Material for this task >>
■ ■ ■
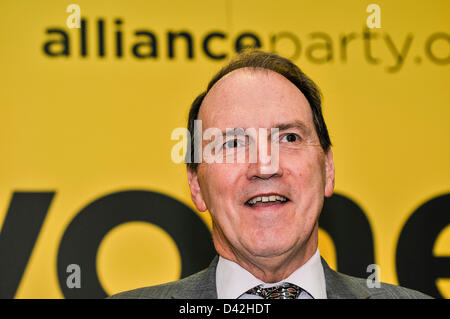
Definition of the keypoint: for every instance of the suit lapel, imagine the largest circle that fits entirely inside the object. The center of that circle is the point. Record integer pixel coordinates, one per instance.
(340, 286)
(201, 285)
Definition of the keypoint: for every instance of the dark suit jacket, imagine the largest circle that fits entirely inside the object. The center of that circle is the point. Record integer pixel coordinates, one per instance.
(202, 285)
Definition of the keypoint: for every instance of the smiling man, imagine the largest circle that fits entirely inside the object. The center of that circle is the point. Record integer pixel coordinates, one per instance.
(265, 216)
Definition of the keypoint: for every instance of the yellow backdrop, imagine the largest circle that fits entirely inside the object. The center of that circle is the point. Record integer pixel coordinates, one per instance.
(85, 116)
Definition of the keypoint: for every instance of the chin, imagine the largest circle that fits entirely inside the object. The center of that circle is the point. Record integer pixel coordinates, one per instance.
■ ■ ■
Exercise aim >>
With the pictures left aside, write out all of the records above exactly.

Result of the exercise >>
Definition of the keypoint: for every instance of the suit lapel, imagine the largest circle that fits entirely inside the object. The center of that circle is the point. Record integer pixel coordinates, one per instance.
(340, 286)
(201, 285)
Definition of the keypoint: for every instance of the dark suit jacket, imagine the largest circle that fits entirely inside the object. The center of that circle is the point. Record integer pixel coordinates, one per instance.
(202, 285)
Definition of the keypoint: for every instance of the smiling man, imagine the largest circle that fits entirely inside the object. The center of that circle is the point. Record integer pixel coordinates, one per instance.
(265, 216)
Definition of the keypoint: for every instance of the yellow backdrop, imagine the largest circle that fits entirely inside the object. The center of that circle is the point. Record integer pixel coordinates, one per instance.
(85, 116)
Definition of the keypoint: for every instance of the chin, imagine the largest circle that fits entirely inside the object. The center of that circle is the point. Record integer pixel coordinates, one per instance.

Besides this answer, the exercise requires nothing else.